Increased flooding risk

prompted need for levee work

The state mandate for 200-year flood protection after it was determined by the Federal Emergency Agency that the area around the San Joaquin-Sacramento Delta had the highest risk in the United States for a repeat of the 2005 Hurricane Katrina disaster in New Orleans.

The area covered by the levee work was expanded to include parts of Manteca east of Airport Way after a new California Department of Water Resources modeled showed there likely will be at least a tripling of flows in the San Joaquin River due to changing weather patterns.

The three times plus increase in river flows by 2070 would mean an additional five feet of water flowing by levees at the French Camp Slough.

Various models show precipitation patterns are slowly changing over Northern and Central California as they have done in a repeated cyclical pattern over the course of thousands of years.

As a result, flooding frequency is expected to rise.

Models point to less snow in the Sierra and more rain in the foothills and on the valley floor.

That means precipitation shifts could reduce the effectiveness of the flood control functions of major reservoirs. It may be due to more frequent warm rain melting snowpack throughout the winter, more perception falling below the basins feeding into reservoirs, or a combination of both.

As such, that increases the odds for flooding in Manteca — as well as Lathrop — given both cities are along the “last miles” where the 15,600 square miles of the San Joaquin River basin drains into the Delta.

Manteca — along with Lathrop, Stockton, and San Joaquin County — have been working  to address the issue long before climate change entered the everyday vernacular.

It started with the California Legislature requiring more robust levees to protect against 200-year flood zones after levee failed in New Orleans during Hurricane Katrina.

Local concerns, though, preceding that as the paving over of land with impervious surfaces — streets, parking  lots, rooftops, sidewalks and such upstream — had been increasing runoffs and the frequency of flooding measured by 100 year events.

In flood lingo, a 200-year event doesn’t mean a flood that will happen every 200 years.

Instead, it reflects the odds of such an event happening in any given year. That means there is a 1 in 200 chance of an event occurring in any given year requiring the levee work now being pursued.

Roughly 40 areas in California including Manteca-Lathrop-Stockton fall within peer reviewed science that designated 200-year flood plains. They must have  — or be in the physical process of constructing — protection to guard against such an event by 2030.

************

> **Request a**: Decide whether each statement agrees with the passage on flood risk, answering yes or no and quoting the deciding words: (i) A 200-year event means a flood that will occur once every 200 years. (ii) Models predict less snow in the Sierra and more rain in the foothills and on the valley floor. (iii) The San Joaquin River basin covers 56,000 square miles.
The entries that follow have no connection to the passage on flood risk.

************

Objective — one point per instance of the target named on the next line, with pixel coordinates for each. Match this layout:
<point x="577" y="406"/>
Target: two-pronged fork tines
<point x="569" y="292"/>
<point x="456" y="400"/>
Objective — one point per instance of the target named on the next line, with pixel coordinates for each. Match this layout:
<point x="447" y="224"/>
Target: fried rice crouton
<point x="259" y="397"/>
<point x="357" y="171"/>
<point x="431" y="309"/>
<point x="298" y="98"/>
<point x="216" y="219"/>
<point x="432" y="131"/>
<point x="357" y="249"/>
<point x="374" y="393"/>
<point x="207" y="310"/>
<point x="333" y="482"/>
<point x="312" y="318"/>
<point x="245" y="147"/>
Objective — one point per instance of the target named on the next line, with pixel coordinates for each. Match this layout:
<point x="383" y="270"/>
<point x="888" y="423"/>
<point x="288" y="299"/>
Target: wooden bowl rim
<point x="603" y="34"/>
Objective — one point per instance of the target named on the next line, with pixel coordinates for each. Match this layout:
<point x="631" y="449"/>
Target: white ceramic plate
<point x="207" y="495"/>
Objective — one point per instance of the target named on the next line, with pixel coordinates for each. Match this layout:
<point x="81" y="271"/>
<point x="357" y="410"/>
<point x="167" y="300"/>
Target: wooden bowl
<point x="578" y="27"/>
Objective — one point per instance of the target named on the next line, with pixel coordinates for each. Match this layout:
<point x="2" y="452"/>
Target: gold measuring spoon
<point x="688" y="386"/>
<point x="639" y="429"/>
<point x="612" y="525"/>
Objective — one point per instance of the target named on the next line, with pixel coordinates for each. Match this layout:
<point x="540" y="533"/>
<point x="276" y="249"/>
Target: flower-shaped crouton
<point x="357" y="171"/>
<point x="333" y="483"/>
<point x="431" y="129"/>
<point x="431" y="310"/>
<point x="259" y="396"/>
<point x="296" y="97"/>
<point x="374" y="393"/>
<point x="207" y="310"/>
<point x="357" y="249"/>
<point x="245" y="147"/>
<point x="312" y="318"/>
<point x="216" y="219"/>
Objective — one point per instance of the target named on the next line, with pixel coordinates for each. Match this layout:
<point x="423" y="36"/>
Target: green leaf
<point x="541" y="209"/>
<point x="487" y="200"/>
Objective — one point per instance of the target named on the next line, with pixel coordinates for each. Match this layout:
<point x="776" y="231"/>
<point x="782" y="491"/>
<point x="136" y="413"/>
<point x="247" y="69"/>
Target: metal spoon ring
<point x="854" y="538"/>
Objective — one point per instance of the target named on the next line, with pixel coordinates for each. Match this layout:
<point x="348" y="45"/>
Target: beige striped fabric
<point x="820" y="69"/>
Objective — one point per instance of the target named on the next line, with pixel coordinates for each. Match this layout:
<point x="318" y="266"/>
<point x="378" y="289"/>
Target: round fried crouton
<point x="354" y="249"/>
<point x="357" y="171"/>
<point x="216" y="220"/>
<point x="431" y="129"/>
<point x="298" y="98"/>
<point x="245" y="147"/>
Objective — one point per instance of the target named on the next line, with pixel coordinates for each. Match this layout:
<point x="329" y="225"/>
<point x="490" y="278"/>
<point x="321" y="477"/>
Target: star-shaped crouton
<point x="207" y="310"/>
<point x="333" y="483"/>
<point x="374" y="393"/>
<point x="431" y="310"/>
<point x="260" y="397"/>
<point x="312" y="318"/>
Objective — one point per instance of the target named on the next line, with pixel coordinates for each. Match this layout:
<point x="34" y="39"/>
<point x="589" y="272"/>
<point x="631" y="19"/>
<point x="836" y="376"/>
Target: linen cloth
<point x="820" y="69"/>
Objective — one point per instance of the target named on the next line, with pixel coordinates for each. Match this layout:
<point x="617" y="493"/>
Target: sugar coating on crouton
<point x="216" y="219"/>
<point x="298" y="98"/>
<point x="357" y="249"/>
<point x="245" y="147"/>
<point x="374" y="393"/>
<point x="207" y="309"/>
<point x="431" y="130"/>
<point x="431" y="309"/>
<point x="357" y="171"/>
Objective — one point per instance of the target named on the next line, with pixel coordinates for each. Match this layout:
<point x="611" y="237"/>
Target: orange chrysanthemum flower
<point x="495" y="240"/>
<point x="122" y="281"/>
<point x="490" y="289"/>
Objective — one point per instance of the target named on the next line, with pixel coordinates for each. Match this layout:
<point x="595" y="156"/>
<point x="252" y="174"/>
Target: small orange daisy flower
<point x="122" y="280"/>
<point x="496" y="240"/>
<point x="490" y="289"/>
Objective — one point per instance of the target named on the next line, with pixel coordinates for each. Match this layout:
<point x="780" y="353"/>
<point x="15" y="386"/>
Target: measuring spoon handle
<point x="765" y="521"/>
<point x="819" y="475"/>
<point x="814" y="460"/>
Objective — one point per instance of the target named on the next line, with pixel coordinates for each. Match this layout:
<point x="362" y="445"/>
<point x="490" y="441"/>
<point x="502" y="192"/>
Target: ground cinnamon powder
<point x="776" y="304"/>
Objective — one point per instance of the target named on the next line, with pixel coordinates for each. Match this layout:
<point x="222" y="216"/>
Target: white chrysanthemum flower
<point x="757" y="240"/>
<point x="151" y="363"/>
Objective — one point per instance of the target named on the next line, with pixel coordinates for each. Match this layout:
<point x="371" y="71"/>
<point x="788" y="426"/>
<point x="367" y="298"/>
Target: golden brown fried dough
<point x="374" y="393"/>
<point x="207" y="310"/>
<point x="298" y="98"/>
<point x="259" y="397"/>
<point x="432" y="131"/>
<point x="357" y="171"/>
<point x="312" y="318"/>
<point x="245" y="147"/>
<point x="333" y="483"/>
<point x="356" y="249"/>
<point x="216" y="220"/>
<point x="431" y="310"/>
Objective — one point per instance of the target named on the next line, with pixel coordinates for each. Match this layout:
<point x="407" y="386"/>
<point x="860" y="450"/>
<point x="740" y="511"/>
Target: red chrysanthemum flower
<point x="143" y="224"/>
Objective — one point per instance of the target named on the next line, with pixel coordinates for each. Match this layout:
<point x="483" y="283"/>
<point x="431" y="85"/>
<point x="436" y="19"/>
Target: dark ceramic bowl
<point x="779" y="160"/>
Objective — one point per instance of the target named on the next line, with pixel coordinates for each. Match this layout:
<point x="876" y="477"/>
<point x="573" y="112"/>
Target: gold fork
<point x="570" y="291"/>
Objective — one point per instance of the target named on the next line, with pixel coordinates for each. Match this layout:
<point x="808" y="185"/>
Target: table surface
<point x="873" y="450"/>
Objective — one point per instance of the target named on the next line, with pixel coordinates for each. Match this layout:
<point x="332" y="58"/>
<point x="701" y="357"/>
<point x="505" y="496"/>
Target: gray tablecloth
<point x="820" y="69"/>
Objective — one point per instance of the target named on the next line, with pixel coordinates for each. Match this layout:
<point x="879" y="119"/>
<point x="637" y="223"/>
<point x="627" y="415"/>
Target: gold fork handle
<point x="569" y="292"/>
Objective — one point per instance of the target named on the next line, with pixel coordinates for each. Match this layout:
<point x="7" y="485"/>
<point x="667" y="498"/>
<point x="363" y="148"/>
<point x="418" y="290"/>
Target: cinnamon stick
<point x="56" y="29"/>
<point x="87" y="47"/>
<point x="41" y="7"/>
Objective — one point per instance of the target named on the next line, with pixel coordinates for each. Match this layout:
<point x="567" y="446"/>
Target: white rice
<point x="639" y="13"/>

************

> **Request b**: Count the lines of the entries that contain the string "bowl", and give only that number.

> **Task answer a**:
(i) No: "In flood lingo, a 200-year event doesn’t mean a flood that will happen every 200 years."
(ii) Yes: "Models point to less snow in the Sierra and more rain in the foothills and on the valley floor."
(iii) No: "the 15,600 square miles of the San Joaquin River basin"

> **Task answer b**: 3